_Goals_
1. In the piece on Posy Simmonds and her Literary Life, explain why the author urges writers to buy that book.
2. Resume the piece on Posy Simmonds and her Literary Life, beginning immediately after its final sentence.

_Document text_
━━━━━━━━━━━━━━━━
The Literary Life and me

Posy Simmonds

Posy Simmonds is a brilliant artist, acute satirist and eye-watering cartoonist who, in Literary Life Revisited, exposes authors, publishers and the book trade. Her work is currently on display in the Centre Pompidou in Paris. She has the essential gift of making you laugh at yourself.

Funny Feminist Cartoons

I became addicted to Posy Simmonds’s Mrs Weber’s Diary in the Guardian newspaper. Mrs Weber was a middle-class, ‘woolly liberal’ who tried so hard to do the ‘right thing’ – it was a relief to laugh at her and, of course – at myself! Posy Simmonds is a feminist, but her razor-sharp wit means that she laughs at feminists too. Before Posy and Mrs Weber, the cartoon strip most seen was of Andy Capp and his wife Florrie. Astonishingly, in our French local paper, La Depeche, we still have to suffer the unforgivable misogyny of the 87-year-old Danish comic strip, Ferdinand.

Literacy and Numeracy

A few years ago, while I was still struggling to sell my novels, I bought Posy Simmonds’s Literary Life in which she details all the disasters writers endure – ah well – she tells the truth with such wit I can only grin and bear it. If you are a writer, go at once and buy it and learn from it. Posy’s first lesson is on Literacy and Numeracy – can you do the maths? I know all about it now and am much poorer for not learning it long ago.
━━━━━━━━━━━━━━━━
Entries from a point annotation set

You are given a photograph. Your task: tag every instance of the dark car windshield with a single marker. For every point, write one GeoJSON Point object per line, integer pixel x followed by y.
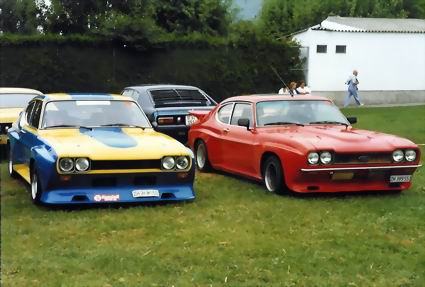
{"type": "Point", "coordinates": [15, 100]}
{"type": "Point", "coordinates": [298, 112]}
{"type": "Point", "coordinates": [93, 114]}
{"type": "Point", "coordinates": [179, 98]}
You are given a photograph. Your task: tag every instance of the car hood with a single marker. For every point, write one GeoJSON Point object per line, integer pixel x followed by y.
{"type": "Point", "coordinates": [9, 115]}
{"type": "Point", "coordinates": [338, 138]}
{"type": "Point", "coordinates": [112, 143]}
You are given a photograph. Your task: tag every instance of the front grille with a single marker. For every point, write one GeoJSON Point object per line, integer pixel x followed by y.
{"type": "Point", "coordinates": [125, 164]}
{"type": "Point", "coordinates": [4, 127]}
{"type": "Point", "coordinates": [362, 158]}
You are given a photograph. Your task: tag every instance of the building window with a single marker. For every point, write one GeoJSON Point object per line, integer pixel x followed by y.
{"type": "Point", "coordinates": [321, 48]}
{"type": "Point", "coordinates": [340, 49]}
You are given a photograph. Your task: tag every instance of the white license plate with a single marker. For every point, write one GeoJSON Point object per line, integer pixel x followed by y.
{"type": "Point", "coordinates": [145, 193]}
{"type": "Point", "coordinates": [400, 178]}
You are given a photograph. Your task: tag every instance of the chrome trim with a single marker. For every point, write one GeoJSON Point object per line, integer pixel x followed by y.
{"type": "Point", "coordinates": [358, 168]}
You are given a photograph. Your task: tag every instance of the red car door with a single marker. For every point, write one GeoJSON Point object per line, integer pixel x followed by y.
{"type": "Point", "coordinates": [238, 142]}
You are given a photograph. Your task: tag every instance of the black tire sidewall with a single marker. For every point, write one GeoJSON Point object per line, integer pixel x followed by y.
━━━━━━━━━━━━━━━━
_Written answers_
1. The author urges writers to buy it because in Literary Life Posy Simmonds details all the disasters writers endure and tells the truth about them with wit. A writer can therefore go and learn from it, starting with its first lesson on Literacy and Numeracy.

2.
Marketing Material

Her second lesson is on the writer’s image and marketing. As a crazy female writer, I thought that exciting stories and good writing would overcome the fact that I’m an old, white woman without an agent or publisher who simply is not media-marketable material.

Literate Philosophy

I grew up in the days of libraries and small bookshops. No matter how much I still love both, the digital world and global consumerism rule OK. Perhaps there is another way to tell stories – maybe I should take a stall in the market and read aloud in English as the French walk on by. Instead, I sit at my desk playing solitaire, rewriting my haikus and trying to philosophise about the tiny way my writing may matter or not. (Dust and Rain, my climate change kid’s book does matter! Go and buy it and save the world.)

Harare City Library

I’m very proud that copies of my books are in the Harare City Library. I did take them there, but they were accepted graciously and kindly. I’m not in the same wing as the famous Doris Lessing who donated all her books to the library, but it’s good to be there and near her. The library staff work very hard to encourage children to read and write. Once upon a time Harare had excellent book fairs and Zimbabwe has some very good writers – for example, Lucy Mushita, whose book, Chinongwa, is an excellent read.

Weaver Press

I have to write with sadness that Weaver Press will close down this year. I have known Irene Staunton since we were both about 16 years old and lived in Wedza District in what is now Zimbabwe. Publishing books ethically in Zimbabwe takes great courage and commitment. I’m very proud to know Irene and her husband Murray McCartney. I will also extend my admiration to Fay Gadsden of Gadsden Publishers in Zambia for the same reasons.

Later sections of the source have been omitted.